═════ Provided entries
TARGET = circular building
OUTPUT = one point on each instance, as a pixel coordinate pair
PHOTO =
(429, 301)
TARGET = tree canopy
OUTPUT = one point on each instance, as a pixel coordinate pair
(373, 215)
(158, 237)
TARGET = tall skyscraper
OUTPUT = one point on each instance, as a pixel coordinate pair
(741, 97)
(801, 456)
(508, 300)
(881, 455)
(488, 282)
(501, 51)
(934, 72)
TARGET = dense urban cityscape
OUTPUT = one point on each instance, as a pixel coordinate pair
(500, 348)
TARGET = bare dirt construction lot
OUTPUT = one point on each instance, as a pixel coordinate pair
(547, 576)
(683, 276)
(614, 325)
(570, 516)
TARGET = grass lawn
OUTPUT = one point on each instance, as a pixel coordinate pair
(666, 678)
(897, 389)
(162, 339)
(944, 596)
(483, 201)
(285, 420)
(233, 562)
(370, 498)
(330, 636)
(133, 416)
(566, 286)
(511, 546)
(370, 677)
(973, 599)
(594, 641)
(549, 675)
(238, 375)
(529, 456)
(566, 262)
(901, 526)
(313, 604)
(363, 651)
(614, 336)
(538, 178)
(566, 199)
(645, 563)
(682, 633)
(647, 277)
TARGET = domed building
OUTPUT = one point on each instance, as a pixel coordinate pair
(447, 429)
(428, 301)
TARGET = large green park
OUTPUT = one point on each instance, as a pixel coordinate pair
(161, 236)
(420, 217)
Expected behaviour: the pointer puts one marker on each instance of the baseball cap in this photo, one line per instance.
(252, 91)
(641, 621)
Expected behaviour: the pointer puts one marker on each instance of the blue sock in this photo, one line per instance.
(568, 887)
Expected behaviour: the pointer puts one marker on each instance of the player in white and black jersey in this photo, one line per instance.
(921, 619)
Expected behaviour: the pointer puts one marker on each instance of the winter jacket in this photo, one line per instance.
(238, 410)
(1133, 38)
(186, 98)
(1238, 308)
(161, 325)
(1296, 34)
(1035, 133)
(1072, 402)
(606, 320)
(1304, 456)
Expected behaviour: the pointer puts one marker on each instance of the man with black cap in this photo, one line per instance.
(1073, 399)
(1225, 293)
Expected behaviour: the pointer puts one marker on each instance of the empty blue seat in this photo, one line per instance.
══════════
-- Task description --
All of the records above are to be printed again exactly as they appear.

-- Your response --
TARGET = circular building
OUTPUT = one point on each instance, as a pixel coordinate pair
PHOTO =
(429, 301)
TARGET = tree canopy
OUTPUT = one point on each instance, as a pixel coordinate pair
(373, 215)
(158, 237)
TARGET = tall skyscraper
OUTPUT = one point on each instance, as a pixel coordinate pair
(741, 97)
(801, 456)
(508, 300)
(881, 455)
(488, 282)
(501, 51)
(934, 72)
TARGET = dense urban cityscape
OUTPUT = one point on each instance, as a pixel coordinate pair
(500, 348)
TARGET = bare dirt construction lot
OUTPUT = one point on each instance, as a pixel coordinate pair
(547, 576)
(683, 276)
(614, 325)
(570, 516)
TARGET = grass lawn
OUTPUT = one point on each instance, as a pixel coordinate pair
(666, 678)
(897, 389)
(162, 339)
(944, 596)
(483, 201)
(285, 420)
(233, 562)
(370, 498)
(330, 636)
(133, 416)
(566, 286)
(511, 546)
(370, 677)
(973, 599)
(594, 641)
(549, 675)
(238, 375)
(529, 456)
(566, 262)
(901, 526)
(313, 604)
(363, 651)
(614, 336)
(538, 178)
(566, 199)
(645, 563)
(682, 633)
(647, 277)
TARGET = domed building
OUTPUT = one point on each instance, as a pixel coordinate pair
(447, 429)
(428, 301)
TARGET = large green park
OUTPUT = one point on each instance, as a pixel coordinate pair
(161, 236)
(420, 217)
Expected behaviour: the pointer puts one marker on each instance of the baseball cap in this photo, one line per instance.
(252, 91)
(641, 621)
Expected behaviour: the pointer puts one marker on each instance of the blue sock in this photo, one line per instance.
(568, 887)
Expected behaviour: the pointer puts one marker on each instance of the player in white and black jersey in this photo, one line per instance.
(921, 619)
Expected behaviour: the pointer puts one marker on each instance of the winter jacket in this photo, one line per instance.
(238, 410)
(1133, 38)
(186, 98)
(1238, 308)
(161, 325)
(1296, 34)
(1035, 133)
(1072, 402)
(606, 320)
(1304, 456)
Expected behaviour: the pointer puts one marker on each instance of the man with black cap in this photo, one line per instance.
(1073, 399)
(1225, 293)
Expected behaviour: the pointer puts one marker on each instance of the empty blue seat in this photo, one line per instance.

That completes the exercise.